> **WORK INSTRUCTIONS**:
Retype the listing below line for line, with no changes to any of it.

> **MATERIAL PROVIDED**:
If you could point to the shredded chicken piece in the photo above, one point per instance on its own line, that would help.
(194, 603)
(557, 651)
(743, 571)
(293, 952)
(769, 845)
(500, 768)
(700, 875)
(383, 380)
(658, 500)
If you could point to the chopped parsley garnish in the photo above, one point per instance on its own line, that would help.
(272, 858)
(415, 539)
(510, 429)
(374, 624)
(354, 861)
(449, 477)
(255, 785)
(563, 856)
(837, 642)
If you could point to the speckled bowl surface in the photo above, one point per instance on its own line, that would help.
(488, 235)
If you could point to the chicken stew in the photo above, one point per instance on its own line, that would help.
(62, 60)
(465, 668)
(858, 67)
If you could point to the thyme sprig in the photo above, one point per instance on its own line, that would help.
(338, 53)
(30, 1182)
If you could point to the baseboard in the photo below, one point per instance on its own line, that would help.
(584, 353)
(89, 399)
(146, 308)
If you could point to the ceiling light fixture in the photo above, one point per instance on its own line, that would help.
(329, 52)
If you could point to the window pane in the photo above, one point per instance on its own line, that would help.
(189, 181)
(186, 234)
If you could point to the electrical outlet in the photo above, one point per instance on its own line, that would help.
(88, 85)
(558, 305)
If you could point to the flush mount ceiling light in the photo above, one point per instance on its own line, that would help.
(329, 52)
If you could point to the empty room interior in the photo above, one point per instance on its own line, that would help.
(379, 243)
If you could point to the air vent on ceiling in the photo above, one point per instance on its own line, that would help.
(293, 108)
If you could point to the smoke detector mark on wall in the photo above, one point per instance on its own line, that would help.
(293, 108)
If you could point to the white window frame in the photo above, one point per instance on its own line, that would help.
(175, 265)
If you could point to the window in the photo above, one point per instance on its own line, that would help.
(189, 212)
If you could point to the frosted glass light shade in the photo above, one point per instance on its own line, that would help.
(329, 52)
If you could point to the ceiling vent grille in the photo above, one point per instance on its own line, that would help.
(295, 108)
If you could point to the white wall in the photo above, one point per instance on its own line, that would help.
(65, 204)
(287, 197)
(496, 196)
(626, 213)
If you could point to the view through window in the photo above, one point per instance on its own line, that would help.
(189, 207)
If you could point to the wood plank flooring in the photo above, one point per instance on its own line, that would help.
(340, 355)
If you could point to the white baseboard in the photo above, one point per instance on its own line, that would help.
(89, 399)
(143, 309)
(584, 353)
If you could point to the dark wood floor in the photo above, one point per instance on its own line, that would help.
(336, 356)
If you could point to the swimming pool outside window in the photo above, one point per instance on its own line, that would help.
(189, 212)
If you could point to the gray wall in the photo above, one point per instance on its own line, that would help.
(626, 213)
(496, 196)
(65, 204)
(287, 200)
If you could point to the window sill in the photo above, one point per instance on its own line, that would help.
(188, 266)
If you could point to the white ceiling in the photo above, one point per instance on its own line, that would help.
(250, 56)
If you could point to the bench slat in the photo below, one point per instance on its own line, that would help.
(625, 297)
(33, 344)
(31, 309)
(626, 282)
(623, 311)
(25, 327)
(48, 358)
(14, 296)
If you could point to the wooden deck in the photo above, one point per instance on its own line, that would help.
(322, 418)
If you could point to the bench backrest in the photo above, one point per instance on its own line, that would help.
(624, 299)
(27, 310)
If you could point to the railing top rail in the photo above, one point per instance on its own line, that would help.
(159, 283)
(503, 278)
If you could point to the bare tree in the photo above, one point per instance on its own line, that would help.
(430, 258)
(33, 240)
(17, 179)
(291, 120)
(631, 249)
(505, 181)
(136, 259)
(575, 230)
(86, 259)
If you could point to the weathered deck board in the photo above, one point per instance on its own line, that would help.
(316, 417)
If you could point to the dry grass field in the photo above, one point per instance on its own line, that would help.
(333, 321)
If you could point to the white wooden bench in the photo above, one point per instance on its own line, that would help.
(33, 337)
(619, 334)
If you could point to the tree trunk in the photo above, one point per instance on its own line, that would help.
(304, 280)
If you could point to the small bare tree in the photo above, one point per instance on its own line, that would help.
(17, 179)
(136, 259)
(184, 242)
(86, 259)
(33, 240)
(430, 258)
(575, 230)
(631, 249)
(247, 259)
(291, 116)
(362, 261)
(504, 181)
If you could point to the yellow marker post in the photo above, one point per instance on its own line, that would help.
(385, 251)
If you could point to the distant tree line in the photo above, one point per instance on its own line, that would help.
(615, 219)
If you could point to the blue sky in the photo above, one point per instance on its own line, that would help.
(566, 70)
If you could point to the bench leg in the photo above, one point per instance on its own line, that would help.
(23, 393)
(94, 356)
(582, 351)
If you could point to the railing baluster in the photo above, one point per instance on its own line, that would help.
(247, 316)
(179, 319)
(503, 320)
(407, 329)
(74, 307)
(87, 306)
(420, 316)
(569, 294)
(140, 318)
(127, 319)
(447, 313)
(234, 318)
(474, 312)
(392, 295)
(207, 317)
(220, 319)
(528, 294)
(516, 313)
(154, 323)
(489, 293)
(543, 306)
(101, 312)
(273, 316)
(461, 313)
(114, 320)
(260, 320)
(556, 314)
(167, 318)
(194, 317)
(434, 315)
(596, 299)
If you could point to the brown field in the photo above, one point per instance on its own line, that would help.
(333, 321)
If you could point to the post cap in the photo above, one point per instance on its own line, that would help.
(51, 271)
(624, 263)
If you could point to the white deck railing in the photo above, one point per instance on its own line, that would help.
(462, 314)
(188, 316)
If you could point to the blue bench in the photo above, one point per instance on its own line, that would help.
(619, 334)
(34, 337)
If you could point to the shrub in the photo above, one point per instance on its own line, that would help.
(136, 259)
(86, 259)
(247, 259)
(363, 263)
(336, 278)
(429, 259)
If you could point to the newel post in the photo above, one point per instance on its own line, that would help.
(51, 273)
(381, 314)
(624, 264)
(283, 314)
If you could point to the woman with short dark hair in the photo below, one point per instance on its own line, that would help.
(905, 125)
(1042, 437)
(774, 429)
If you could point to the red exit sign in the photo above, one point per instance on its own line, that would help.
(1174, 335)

> **RESULT OF THE TASK**:
If you could point to the shredded chicken piece in the photo above, one point per instance on its own line, that would help.
(194, 603)
(557, 651)
(743, 571)
(293, 952)
(769, 845)
(500, 768)
(700, 875)
(383, 380)
(658, 500)
If you could point to the chopped parsley garnish in the photo above, one point per instance on its own line, that would help.
(272, 858)
(415, 539)
(510, 429)
(374, 624)
(354, 861)
(449, 477)
(255, 785)
(563, 856)
(837, 642)
If you could point to the speckled bowl surface in the photo above, one point per instance on its own line, that would help.
(488, 235)
If you could point to the chicken stew in the photo above, one point per instance on its own line, that would help.
(62, 60)
(465, 668)
(858, 67)
If you could point to the thyme sprig in the photo above, one point per instance on its own line, that would help.
(338, 53)
(30, 1182)
If you could point to the baseboard in the photo below, one point per instance on its own line, that would help.
(584, 353)
(89, 399)
(146, 308)
If you could point to the ceiling light fixture in the photo above, one point per instance on its own line, that would help.
(329, 52)
If you could point to the window pane in the photo above, one point per instance on its own line, that would help.
(189, 181)
(186, 234)
If you could point to the electrical outlet in the photo above, one point per instance on its own line, that would help.
(88, 85)
(558, 305)
If you could point to the flush mount ceiling light in the photo above, one point per instance on its own line, that would help.
(329, 52)
If you could point to the empty room interior in the photo above, one point per instance on its own line, that would help.
(379, 243)
If you could point to the air vent on ceiling in the photo above, one point per instance on its own line, that would help.
(293, 108)
If you could point to the smoke detector mark on wall in the photo above, one point per instance on its own line, that would help.
(293, 108)
If you could point to the white window frame in the photo above, one point per instance on its own line, that would help.
(175, 265)
If you could point to the window in the photo above, one point per instance on its own line, that would help.
(189, 212)
If you could point to the frosted glass light shade in the photo above, one point per instance on its own line, that would help.
(329, 52)
If you could point to the ceiling vent grille in the photo above, one point per instance on its own line, that would help.
(295, 108)
If you could point to the white wall in the photo above, one point per instance on its own line, that would help.
(65, 204)
(287, 197)
(496, 196)
(626, 213)
If you could point to the view through window in the photo above, one point per instance on its own line, that would help.
(189, 207)
If you could point to the wood plank flooring in the photo above, one point per instance on its own line, that would help.
(340, 355)
If you could point to the white baseboard in the photo above, one point per instance on its own line, that would help.
(89, 399)
(143, 309)
(584, 353)
If you could point to the dark wood floor in the photo above, one point per instance on its own line, that would help.
(336, 356)
If you could point to the swimming pool outside window in the photo above, one point per instance on its own line, that would help.
(189, 212)
If you could point to the gray wall in the photo above, one point per instance on its own line, that would help.
(626, 213)
(496, 196)
(65, 204)
(287, 200)
If you could point to the window sill in the photo above, one point per instance on its own line, that would help.
(188, 266)
If you could point to the white ceiling in the photo above, one point per instance on its own line, that would help.
(250, 56)
If you could point to the bench slat in the photo below, one point per instance on its own line, that would help.
(625, 297)
(33, 344)
(31, 309)
(626, 282)
(623, 311)
(25, 327)
(48, 358)
(14, 296)
If you could point to the wooden deck in the photo above, one point per instance on its own line, that would help.
(322, 418)
If you could point to the bench backrest in the photo above, one point per instance on its own line, that would help.
(624, 299)
(27, 310)
If you could point to the railing top rail in the photo above, one point per instance on its own line, that would help.
(159, 283)
(503, 278)
If you could point to the bare tree in the photo above, one point per instance on its own line, that would help.
(430, 258)
(33, 240)
(17, 179)
(291, 120)
(631, 249)
(505, 181)
(136, 259)
(575, 230)
(86, 259)
If you could point to the weathered deck board in the photo above, one point per instance on its own line, that would help.
(316, 417)
If you could point to the dry grass field in the photo above, one point per instance on its own line, that would help.
(333, 321)
If you could point to the white wooden bench in the photo above, one point per instance on its own line, that would help.
(33, 337)
(619, 334)
If you could point to the tree trunk in the photo above, one point per instance on its own line, that would help.
(304, 280)
If you could point to the small bare tree in the photo above, one point per instance on its own line, that would help.
(17, 179)
(136, 259)
(184, 242)
(86, 259)
(33, 240)
(430, 258)
(575, 230)
(631, 249)
(247, 259)
(291, 116)
(362, 261)
(504, 181)
If you could point to the yellow marker post in the photo above, one point per instance on its own line, that would help.
(385, 251)
If you could point to the distant tree line in the photo above, one point per instance on its own line, that would help.
(615, 219)
If you could point to the blue sky in the photo above, one point per instance on its own line, that would help.
(566, 70)
If you could point to the bench leg in the photo above, one point per instance on its own line, that would help.
(23, 393)
(94, 356)
(582, 351)
If you could point to the railing baluster in the photo above, one point per instance on its own line, that would help.
(247, 316)
(179, 319)
(503, 320)
(407, 329)
(74, 307)
(87, 306)
(420, 316)
(569, 294)
(140, 318)
(127, 319)
(447, 313)
(234, 318)
(474, 312)
(392, 295)
(207, 317)
(220, 319)
(528, 294)
(516, 313)
(154, 323)
(489, 293)
(543, 306)
(101, 312)
(273, 316)
(461, 313)
(114, 320)
(260, 320)
(556, 314)
(167, 318)
(194, 317)
(434, 315)
(596, 299)
If you could point to the brown field in the photo above, one point per instance on its own line, that would help.
(333, 321)
If you could point to the post cap in the photo above, one point per instance on its own line, that would help.
(51, 271)
(624, 263)
If you could point to the white deck railing in the photo above, one point per instance on its own line, that would help.
(462, 314)
(188, 316)
If you could point to the blue bench in the photo above, one point per instance on its own line, that would help.
(619, 334)
(34, 337)
If you could point to the shrub in the photo above, one point per instance on its own line, that would help.
(136, 259)
(86, 259)
(247, 259)
(363, 263)
(336, 278)
(429, 259)
If you could point to the newel post in the photo above, one point per instance on its own line, that would help.
(51, 273)
(381, 314)
(624, 264)
(283, 314)
If you could point to the woman with short dark hair in the photo below, one point per instance on its own line, that would help.
(905, 125)
(1042, 437)
(774, 429)
If you could point to the red exit sign in the photo above, one point per instance on its own line, that would help.
(1174, 335)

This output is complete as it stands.